WHAT IS ASKED: Repeat the lines beginning at the one with "Where can the lamp pole" and running to the end of the material, keeping the first and last of them, exactly as they appear.

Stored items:
.....

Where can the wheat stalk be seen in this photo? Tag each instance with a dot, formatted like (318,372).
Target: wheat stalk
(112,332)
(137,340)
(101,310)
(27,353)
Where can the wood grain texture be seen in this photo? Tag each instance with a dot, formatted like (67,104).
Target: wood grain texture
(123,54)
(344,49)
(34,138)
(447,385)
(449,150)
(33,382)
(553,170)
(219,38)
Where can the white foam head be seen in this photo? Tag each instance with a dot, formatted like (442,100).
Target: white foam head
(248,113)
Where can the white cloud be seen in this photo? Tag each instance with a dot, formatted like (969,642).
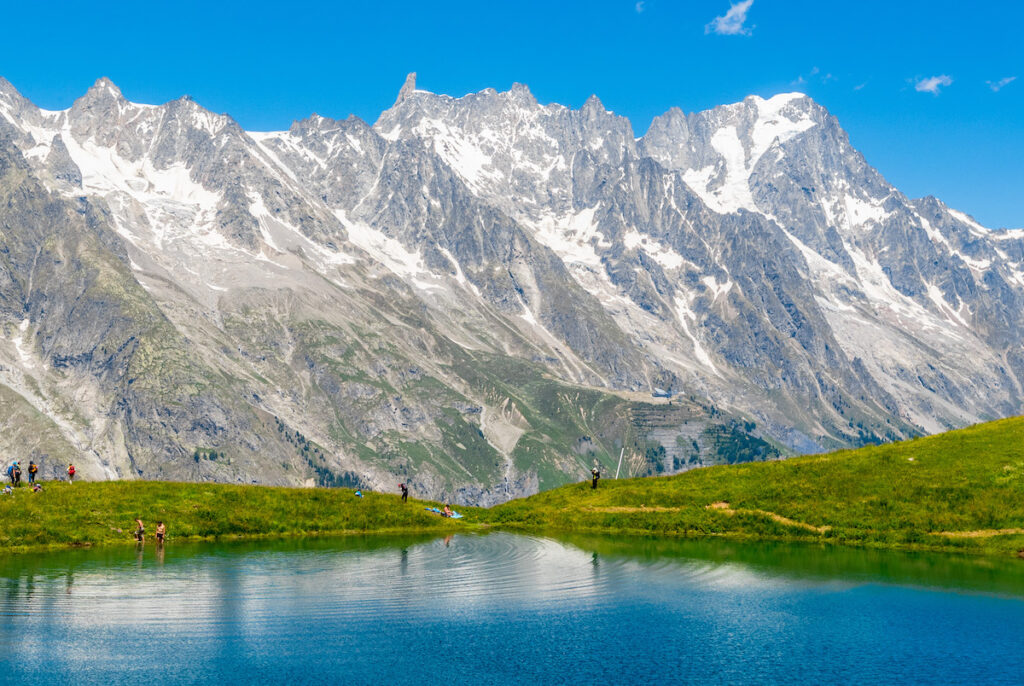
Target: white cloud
(732,23)
(932,84)
(996,86)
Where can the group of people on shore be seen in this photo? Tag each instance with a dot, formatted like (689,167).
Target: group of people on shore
(140,531)
(13,473)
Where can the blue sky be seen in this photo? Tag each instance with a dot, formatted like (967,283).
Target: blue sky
(915,84)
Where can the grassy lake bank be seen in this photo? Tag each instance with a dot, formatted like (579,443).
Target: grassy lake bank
(957,491)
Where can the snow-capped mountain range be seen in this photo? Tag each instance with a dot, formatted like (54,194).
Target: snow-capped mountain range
(476,294)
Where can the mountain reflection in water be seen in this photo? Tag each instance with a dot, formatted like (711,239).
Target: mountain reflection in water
(503,608)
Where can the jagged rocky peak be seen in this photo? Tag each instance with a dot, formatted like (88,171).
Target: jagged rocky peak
(101,91)
(408,88)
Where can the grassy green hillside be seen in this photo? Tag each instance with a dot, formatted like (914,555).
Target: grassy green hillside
(963,489)
(958,490)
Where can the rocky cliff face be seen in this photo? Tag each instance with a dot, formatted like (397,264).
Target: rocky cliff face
(475,295)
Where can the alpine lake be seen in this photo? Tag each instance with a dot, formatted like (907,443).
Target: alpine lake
(501,608)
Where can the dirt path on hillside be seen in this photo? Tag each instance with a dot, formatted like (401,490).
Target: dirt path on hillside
(981,533)
(727,509)
(724,508)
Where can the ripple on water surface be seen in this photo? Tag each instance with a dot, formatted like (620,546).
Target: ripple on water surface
(502,608)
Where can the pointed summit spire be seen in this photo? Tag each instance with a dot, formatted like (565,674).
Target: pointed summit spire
(105,87)
(407,88)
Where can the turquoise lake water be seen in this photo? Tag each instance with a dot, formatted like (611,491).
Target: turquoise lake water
(508,609)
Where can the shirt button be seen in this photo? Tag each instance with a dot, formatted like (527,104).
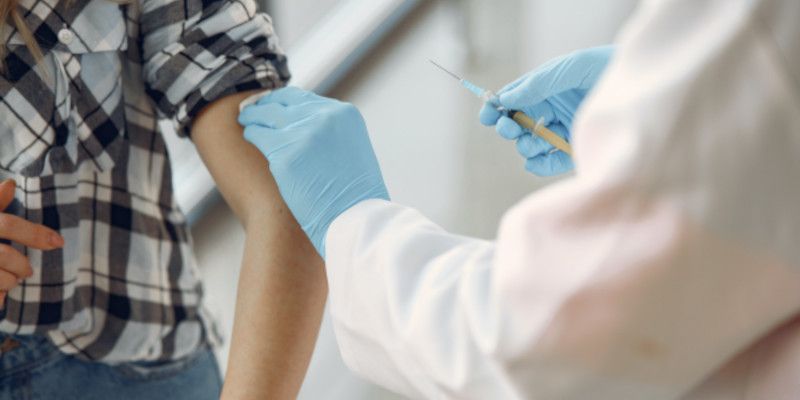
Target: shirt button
(66,36)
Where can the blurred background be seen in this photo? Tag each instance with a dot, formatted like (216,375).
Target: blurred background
(434,154)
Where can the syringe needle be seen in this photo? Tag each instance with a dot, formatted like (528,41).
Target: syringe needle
(458,78)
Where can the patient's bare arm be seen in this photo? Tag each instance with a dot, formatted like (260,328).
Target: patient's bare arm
(282,285)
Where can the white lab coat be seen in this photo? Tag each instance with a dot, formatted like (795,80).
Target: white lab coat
(668,267)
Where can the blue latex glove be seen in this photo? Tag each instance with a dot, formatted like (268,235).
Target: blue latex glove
(319,154)
(553,92)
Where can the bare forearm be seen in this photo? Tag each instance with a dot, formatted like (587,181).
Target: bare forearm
(282,285)
(278,314)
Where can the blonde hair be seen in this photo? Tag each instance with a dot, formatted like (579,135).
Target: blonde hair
(9,14)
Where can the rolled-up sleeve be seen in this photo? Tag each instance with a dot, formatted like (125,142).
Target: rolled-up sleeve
(197,51)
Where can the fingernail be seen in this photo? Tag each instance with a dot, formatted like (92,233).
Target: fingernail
(56,240)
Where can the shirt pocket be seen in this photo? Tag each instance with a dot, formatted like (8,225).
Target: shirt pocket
(62,113)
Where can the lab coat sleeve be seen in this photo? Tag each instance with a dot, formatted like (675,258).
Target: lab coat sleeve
(673,249)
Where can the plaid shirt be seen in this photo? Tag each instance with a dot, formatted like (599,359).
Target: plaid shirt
(79,134)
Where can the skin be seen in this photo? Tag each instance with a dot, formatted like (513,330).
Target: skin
(14,266)
(282,284)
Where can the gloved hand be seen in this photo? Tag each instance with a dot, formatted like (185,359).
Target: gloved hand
(552,92)
(319,154)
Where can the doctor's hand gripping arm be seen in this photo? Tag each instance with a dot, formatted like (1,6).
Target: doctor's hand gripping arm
(654,272)
(551,94)
(319,154)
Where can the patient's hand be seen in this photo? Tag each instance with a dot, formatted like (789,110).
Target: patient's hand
(14,266)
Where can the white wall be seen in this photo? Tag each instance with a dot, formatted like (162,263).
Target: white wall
(434,154)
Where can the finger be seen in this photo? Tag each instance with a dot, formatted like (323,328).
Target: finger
(13,261)
(266,139)
(529,146)
(289,95)
(7,188)
(270,115)
(8,281)
(550,164)
(29,234)
(489,115)
(509,129)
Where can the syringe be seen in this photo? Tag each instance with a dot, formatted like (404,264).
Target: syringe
(519,117)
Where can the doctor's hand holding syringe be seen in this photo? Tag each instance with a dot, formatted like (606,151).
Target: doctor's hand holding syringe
(663,268)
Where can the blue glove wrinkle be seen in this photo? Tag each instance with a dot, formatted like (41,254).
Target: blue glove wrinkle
(556,90)
(321,157)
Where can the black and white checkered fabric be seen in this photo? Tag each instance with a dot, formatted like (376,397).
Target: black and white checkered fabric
(79,134)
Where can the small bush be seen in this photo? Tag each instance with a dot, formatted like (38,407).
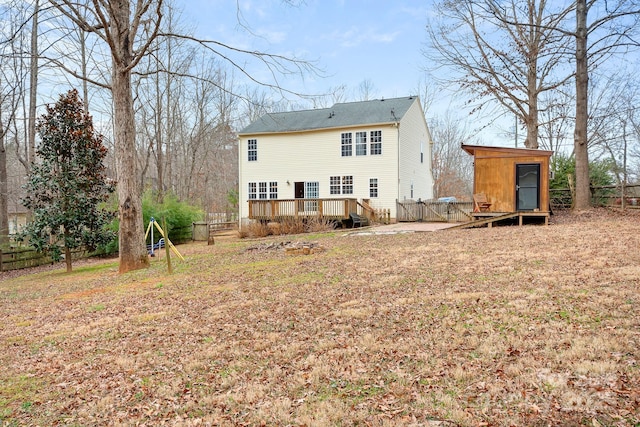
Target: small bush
(288,226)
(178,215)
(315,225)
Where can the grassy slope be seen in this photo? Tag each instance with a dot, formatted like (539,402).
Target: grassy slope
(505,326)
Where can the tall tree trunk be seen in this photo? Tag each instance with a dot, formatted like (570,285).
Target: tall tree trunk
(133,251)
(67,253)
(580,147)
(33,87)
(4,192)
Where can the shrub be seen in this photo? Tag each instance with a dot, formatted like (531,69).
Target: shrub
(288,226)
(178,215)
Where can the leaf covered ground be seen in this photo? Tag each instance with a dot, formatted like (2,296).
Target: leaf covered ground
(524,326)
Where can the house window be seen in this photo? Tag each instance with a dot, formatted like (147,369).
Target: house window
(347,144)
(334,185)
(311,191)
(373,187)
(376,142)
(252,150)
(361,143)
(262,190)
(347,184)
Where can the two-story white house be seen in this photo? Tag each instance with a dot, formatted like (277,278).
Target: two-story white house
(375,151)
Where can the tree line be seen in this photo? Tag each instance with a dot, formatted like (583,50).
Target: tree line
(170,103)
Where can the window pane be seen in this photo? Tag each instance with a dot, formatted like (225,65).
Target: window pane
(334,185)
(347,144)
(252,150)
(262,190)
(361,143)
(373,187)
(376,142)
(347,184)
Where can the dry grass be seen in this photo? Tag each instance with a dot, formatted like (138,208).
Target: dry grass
(520,326)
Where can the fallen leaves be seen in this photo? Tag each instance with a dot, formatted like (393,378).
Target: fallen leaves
(501,326)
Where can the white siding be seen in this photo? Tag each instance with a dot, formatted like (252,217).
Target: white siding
(316,156)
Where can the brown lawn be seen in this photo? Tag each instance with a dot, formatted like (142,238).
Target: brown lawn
(521,326)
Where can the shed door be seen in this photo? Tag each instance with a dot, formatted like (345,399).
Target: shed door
(527,187)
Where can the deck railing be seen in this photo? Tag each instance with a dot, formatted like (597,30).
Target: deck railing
(278,210)
(434,211)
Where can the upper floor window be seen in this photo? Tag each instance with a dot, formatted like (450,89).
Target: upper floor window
(347,144)
(262,190)
(361,143)
(376,142)
(347,184)
(252,150)
(373,187)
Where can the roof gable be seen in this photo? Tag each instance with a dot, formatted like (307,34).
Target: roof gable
(340,115)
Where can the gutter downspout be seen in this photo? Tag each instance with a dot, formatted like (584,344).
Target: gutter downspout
(397,125)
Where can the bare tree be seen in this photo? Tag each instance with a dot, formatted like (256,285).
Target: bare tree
(614,25)
(12,76)
(128,30)
(501,51)
(366,90)
(452,167)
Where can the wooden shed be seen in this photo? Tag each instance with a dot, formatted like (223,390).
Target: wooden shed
(514,180)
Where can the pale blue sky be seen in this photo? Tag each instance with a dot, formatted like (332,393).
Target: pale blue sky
(351,40)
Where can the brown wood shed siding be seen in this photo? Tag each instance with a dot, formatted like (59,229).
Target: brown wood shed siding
(495,175)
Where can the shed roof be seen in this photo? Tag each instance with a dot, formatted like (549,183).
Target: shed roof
(346,114)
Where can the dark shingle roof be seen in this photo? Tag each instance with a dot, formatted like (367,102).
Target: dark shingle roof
(340,115)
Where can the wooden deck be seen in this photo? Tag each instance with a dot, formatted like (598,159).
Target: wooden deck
(490,218)
(327,209)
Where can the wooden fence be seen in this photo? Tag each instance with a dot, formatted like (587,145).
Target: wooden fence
(433,211)
(607,195)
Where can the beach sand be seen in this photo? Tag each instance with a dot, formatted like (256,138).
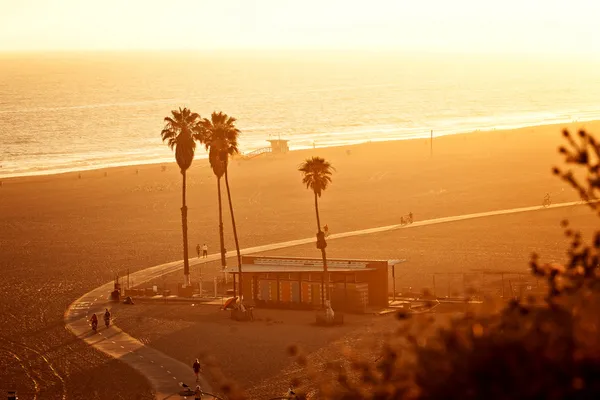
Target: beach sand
(62,235)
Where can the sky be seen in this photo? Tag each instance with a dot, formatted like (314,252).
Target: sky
(472,26)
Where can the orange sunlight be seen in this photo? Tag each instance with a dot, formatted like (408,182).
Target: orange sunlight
(559,27)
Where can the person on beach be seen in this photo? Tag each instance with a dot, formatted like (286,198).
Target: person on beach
(94,321)
(196,368)
(107,317)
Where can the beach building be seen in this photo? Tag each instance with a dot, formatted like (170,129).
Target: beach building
(279,145)
(293,282)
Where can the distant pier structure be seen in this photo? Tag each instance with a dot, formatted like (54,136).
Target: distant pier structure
(279,145)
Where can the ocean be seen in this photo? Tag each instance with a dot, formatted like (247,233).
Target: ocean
(75,111)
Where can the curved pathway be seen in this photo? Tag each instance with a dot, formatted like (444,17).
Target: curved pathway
(164,372)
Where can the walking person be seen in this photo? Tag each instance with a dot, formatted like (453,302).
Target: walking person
(196,367)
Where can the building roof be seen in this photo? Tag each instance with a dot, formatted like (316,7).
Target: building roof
(276,264)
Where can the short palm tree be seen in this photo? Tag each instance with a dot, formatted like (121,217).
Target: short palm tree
(178,132)
(220,137)
(316,175)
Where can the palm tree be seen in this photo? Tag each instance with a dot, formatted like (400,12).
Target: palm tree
(316,175)
(220,137)
(178,131)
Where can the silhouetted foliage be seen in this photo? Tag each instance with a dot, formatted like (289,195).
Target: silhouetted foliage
(524,351)
(178,133)
(220,137)
(316,175)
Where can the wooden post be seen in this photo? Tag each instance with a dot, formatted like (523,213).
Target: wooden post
(346,307)
(234,291)
(431,145)
(394,282)
(300,287)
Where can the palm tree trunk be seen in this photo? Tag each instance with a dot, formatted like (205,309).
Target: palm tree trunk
(317,211)
(237,244)
(186,264)
(323,255)
(221,238)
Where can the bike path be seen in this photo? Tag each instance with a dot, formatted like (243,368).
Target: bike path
(164,372)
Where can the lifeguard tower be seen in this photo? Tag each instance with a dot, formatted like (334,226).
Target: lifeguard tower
(279,145)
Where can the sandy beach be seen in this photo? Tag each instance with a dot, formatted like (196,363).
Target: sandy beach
(62,235)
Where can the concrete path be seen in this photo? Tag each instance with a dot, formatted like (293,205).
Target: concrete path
(164,372)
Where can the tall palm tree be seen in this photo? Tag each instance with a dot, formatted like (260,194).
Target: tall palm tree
(178,131)
(316,175)
(220,137)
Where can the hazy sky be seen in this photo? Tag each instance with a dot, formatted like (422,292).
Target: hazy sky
(545,26)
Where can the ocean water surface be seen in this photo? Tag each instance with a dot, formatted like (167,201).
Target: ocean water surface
(74,111)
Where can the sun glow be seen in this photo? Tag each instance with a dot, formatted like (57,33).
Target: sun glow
(546,26)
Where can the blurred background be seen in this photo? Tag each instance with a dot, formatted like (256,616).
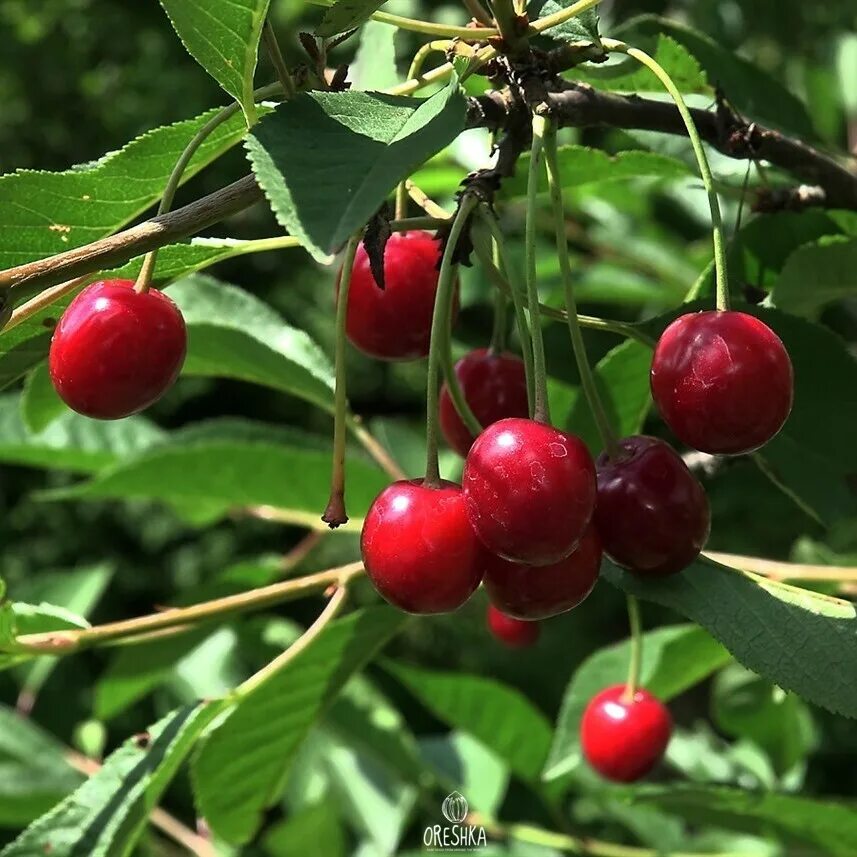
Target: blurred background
(79,78)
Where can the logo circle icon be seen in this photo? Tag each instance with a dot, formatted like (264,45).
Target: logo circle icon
(454,808)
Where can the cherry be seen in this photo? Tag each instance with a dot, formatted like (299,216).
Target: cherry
(515,633)
(537,592)
(652,514)
(723,381)
(116,351)
(394,323)
(495,386)
(624,739)
(530,490)
(419,548)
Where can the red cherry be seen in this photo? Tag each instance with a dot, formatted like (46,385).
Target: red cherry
(530,490)
(624,739)
(513,632)
(394,323)
(723,381)
(495,386)
(419,548)
(538,592)
(652,514)
(116,351)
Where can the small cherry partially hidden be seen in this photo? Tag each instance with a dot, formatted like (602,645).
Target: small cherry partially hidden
(116,351)
(722,381)
(623,739)
(495,387)
(419,549)
(652,514)
(515,633)
(538,592)
(530,490)
(394,323)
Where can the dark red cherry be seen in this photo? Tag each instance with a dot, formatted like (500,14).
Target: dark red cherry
(495,386)
(530,490)
(537,592)
(515,633)
(722,381)
(116,351)
(419,548)
(624,739)
(394,323)
(652,514)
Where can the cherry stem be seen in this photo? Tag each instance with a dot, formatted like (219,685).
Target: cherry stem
(515,289)
(275,54)
(720,265)
(541,409)
(636,650)
(587,378)
(335,515)
(144,278)
(440,334)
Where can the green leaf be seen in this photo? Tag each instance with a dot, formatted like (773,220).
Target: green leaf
(580,165)
(43,213)
(71,442)
(240,768)
(40,404)
(223,37)
(581,29)
(830,827)
(674,658)
(816,275)
(232,334)
(345,15)
(628,75)
(753,91)
(34,774)
(232,463)
(759,620)
(363,145)
(107,814)
(501,717)
(374,66)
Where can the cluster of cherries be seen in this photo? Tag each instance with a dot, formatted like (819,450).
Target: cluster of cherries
(534,512)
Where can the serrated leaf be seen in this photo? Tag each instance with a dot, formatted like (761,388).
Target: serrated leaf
(674,658)
(821,824)
(223,37)
(107,814)
(816,275)
(71,442)
(363,145)
(34,774)
(232,334)
(759,620)
(40,404)
(581,165)
(231,463)
(501,717)
(345,15)
(240,767)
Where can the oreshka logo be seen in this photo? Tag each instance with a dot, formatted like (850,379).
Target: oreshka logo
(456,836)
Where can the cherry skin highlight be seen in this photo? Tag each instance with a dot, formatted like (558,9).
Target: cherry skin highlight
(116,351)
(530,490)
(394,323)
(512,632)
(495,387)
(722,381)
(624,739)
(652,514)
(538,592)
(419,548)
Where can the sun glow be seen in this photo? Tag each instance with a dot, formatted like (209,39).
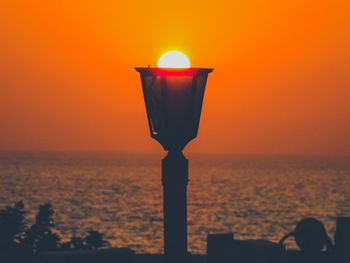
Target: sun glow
(173,59)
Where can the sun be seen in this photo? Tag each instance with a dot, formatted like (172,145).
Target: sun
(173,59)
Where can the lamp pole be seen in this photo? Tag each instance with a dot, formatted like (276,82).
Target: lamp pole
(173,99)
(174,180)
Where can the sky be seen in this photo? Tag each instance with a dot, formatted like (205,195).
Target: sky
(281,83)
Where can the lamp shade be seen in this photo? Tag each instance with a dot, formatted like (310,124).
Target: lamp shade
(173,99)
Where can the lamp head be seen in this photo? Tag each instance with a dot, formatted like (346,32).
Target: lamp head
(173,99)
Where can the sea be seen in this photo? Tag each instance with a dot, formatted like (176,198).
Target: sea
(120,194)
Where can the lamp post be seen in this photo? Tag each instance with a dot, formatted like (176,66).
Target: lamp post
(173,98)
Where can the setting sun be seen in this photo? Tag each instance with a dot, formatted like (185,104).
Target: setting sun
(173,59)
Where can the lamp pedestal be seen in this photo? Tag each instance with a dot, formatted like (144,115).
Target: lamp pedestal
(174,180)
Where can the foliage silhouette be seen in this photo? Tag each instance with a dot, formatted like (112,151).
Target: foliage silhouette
(39,237)
(15,236)
(12,227)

.....

SOLUTION:
Where can the lamp pole be seen in this photo? Tag each instance with a dot, formatted like (276,82).
Target: lamp pole
(173,99)
(174,180)
Where can the sky be seen in this photo? Tag each instance with a dot, formatted like (205,195).
Target: sky
(281,83)
Where can the lamp shade be seen in this photo? Tag each instance with a dot, formatted like (310,124).
Target: lamp shade
(173,99)
Where can the lamp head be seen in this photo? Tag each instance with a dot, formatted like (346,32).
Target: lamp head
(173,99)
Where can the sea be seen in this photo? Tag each instance with a dot, formatted like (176,198).
Target: sea
(120,194)
Where can the lamp post be seen in this photo? Tag each instance with a dot, formatted like (176,66).
Target: lamp post
(173,98)
Where can the setting sun be seen in this photo? Tag each instance with a dot, formatted like (185,104).
Target: setting sun
(173,59)
Where can the lamp pedestal be seen in this photo? Tag each instance with a dot, formatted like (144,115).
Target: lamp pedestal
(174,180)
Where can the foliage silhouette be seen in this photo? Tag each instance with a dot, formatted like (112,151).
Target: foliage silhouette
(39,237)
(15,236)
(12,227)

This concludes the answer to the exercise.